━━ Data records ━━
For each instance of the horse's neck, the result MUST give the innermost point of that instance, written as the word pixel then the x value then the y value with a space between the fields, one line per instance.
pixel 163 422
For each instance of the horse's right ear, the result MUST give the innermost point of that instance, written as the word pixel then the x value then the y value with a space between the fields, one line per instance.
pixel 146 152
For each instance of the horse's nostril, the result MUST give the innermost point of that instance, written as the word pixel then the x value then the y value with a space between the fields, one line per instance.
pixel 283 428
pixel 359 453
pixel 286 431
━━━
━━ Data records ━━
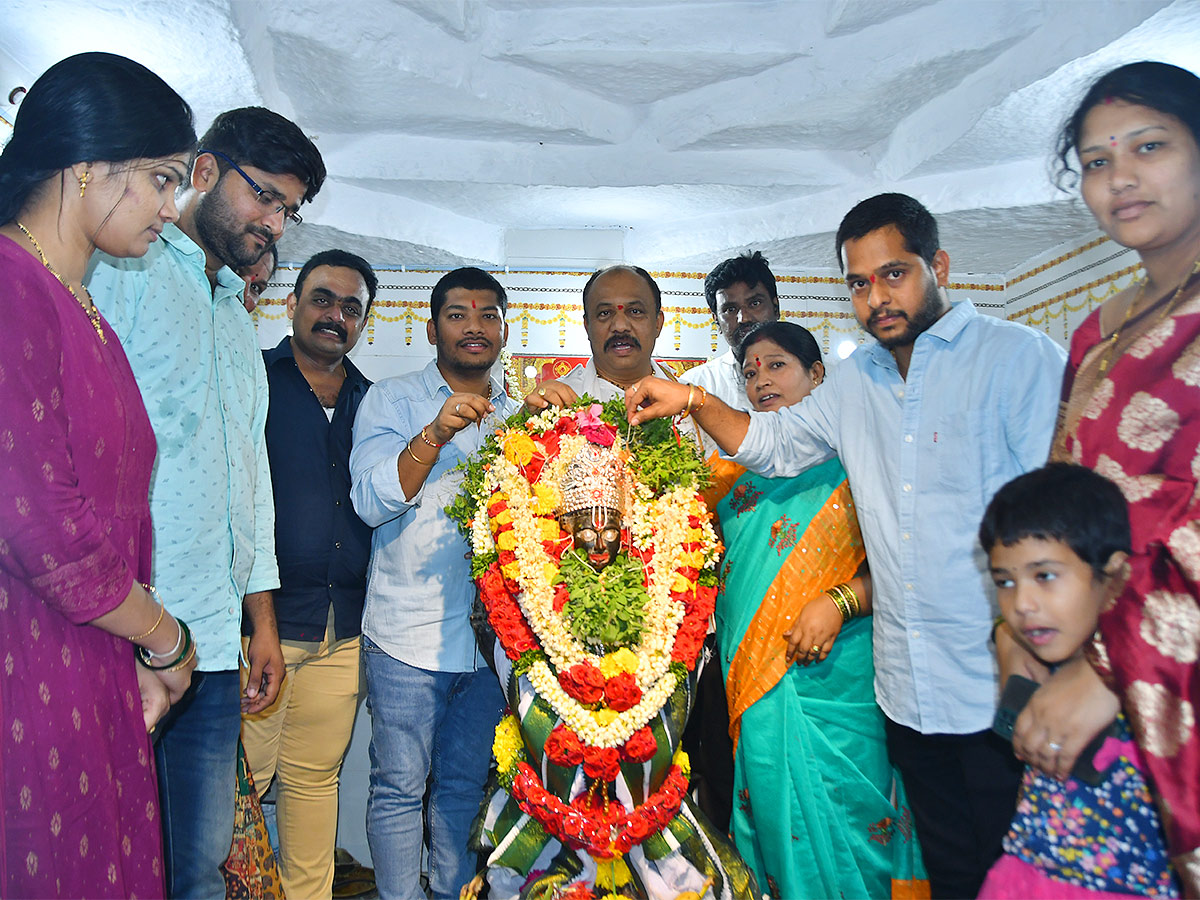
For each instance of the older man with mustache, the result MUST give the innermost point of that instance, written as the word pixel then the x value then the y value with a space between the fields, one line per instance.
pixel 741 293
━━━
━━ Data records ━━
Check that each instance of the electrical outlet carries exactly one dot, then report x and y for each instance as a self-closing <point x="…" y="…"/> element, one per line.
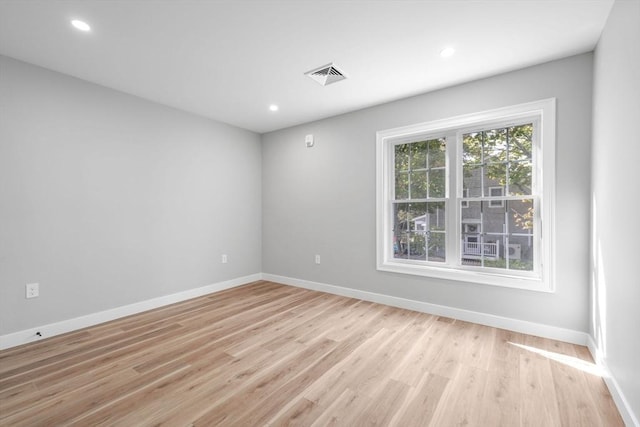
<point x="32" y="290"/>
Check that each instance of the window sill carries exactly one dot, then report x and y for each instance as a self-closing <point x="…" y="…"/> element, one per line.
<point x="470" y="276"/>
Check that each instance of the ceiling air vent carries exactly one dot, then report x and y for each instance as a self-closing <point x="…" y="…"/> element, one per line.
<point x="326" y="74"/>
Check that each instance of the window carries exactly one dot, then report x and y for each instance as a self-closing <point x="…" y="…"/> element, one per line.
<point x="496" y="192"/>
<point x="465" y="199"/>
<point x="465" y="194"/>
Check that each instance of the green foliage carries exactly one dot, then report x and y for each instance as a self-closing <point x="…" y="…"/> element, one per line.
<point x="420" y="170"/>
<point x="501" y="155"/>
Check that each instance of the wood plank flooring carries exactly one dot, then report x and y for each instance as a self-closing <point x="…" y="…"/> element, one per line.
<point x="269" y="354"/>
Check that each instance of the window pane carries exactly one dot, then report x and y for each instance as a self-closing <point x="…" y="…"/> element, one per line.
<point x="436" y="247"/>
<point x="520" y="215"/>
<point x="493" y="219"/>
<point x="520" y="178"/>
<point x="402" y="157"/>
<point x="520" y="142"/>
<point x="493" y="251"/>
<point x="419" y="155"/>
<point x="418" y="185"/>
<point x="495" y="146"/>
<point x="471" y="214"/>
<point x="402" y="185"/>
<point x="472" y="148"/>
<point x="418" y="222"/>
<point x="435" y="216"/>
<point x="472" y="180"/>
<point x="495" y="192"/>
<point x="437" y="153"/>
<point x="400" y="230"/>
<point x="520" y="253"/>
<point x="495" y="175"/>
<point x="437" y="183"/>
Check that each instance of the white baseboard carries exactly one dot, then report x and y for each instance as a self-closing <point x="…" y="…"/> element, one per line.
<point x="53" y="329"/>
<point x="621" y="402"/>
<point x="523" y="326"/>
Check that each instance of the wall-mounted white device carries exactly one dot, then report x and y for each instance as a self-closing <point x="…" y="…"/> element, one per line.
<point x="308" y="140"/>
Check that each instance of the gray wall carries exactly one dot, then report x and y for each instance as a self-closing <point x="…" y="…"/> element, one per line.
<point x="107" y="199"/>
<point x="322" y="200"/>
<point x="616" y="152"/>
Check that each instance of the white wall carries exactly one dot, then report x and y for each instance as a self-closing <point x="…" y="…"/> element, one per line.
━━━
An exact copy of the lines above, from the one containing "Check that each instance of the wall-mounted" through the one containing "Check that each instance of the white wall", is the whole of the answer.

Check that each instance of the wall-mounted white device carries exactly one dot, then report x and y for each instance as a self-closing <point x="…" y="…"/> element, one per line.
<point x="308" y="140"/>
Check that each instance of the gray wall carries exactly one dot, then report x and y for each instance as a self-closing <point x="…" y="…"/> element, one per line.
<point x="107" y="199"/>
<point x="322" y="200"/>
<point x="616" y="152"/>
Check that each instance of the white wall carries exactly one dot, then report x and y for each instance as a self-closing <point x="…" y="…"/> element, one per line.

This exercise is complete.